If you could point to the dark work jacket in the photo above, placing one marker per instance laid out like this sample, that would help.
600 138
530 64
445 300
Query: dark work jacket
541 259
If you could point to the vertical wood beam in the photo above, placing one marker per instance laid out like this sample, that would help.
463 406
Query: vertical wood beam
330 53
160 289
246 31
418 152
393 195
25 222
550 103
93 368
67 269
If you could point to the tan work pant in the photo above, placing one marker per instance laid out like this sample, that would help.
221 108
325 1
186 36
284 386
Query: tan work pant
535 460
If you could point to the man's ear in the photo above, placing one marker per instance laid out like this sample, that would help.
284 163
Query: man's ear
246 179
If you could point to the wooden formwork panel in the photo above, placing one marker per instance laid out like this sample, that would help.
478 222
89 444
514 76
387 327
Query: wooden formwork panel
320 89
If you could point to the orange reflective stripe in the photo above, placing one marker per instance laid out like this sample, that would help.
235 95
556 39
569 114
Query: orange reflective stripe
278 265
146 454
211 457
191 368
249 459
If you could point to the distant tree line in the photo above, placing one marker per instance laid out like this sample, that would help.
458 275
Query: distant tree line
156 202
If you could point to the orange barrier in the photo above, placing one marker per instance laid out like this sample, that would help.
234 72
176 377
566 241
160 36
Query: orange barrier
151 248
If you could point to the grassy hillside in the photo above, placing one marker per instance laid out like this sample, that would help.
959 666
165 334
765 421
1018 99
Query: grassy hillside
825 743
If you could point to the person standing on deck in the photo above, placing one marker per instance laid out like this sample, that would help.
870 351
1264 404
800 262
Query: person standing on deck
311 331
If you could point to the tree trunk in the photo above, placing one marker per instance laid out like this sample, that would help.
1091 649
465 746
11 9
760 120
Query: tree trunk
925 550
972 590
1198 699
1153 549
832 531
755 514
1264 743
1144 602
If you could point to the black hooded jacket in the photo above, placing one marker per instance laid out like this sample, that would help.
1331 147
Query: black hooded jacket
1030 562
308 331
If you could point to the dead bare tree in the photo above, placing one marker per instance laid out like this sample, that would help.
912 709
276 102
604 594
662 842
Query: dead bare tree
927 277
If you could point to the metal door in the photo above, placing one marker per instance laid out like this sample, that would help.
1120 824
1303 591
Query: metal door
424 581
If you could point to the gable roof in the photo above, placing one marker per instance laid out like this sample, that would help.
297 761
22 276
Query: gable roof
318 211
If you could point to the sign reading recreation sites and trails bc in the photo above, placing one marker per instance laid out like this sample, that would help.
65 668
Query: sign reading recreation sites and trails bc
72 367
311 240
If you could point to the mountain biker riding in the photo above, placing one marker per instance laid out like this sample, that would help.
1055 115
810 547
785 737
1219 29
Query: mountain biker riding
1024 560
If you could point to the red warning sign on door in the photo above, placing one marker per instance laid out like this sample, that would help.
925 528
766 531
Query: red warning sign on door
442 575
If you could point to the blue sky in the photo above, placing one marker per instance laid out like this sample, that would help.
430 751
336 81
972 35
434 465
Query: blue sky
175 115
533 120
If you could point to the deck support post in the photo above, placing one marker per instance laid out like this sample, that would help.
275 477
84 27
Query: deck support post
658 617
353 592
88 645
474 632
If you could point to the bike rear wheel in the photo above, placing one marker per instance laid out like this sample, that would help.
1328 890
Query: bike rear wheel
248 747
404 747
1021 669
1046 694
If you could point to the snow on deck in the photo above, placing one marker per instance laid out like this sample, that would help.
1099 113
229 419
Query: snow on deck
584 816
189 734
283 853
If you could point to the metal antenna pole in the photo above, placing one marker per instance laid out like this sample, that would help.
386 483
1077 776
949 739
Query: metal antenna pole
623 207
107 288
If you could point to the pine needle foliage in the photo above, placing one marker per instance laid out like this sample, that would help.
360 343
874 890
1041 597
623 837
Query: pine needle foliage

======

Starting at the line that contains "If you could point to the metal antenna" and ending at the last line of the material, rewrite every line in the same order, with all the text kept. Scale only the answer coordinates by multiplying each number by 1.85 and rounding to the nearest whole number, with halves rounded up.

If you could point to the metal antenna pole in the photo above, placing one marker per instance laid out like this sample, that would help.
386 483
1077 776
949 739
Query: metal antenna pole
1153 383
198 533
If you could point to the pine needle foliage in the photo above, placing one marker per instance laid out like this sample, that would help.
360 343
874 890
1041 597
623 837
Query: pine needle foliage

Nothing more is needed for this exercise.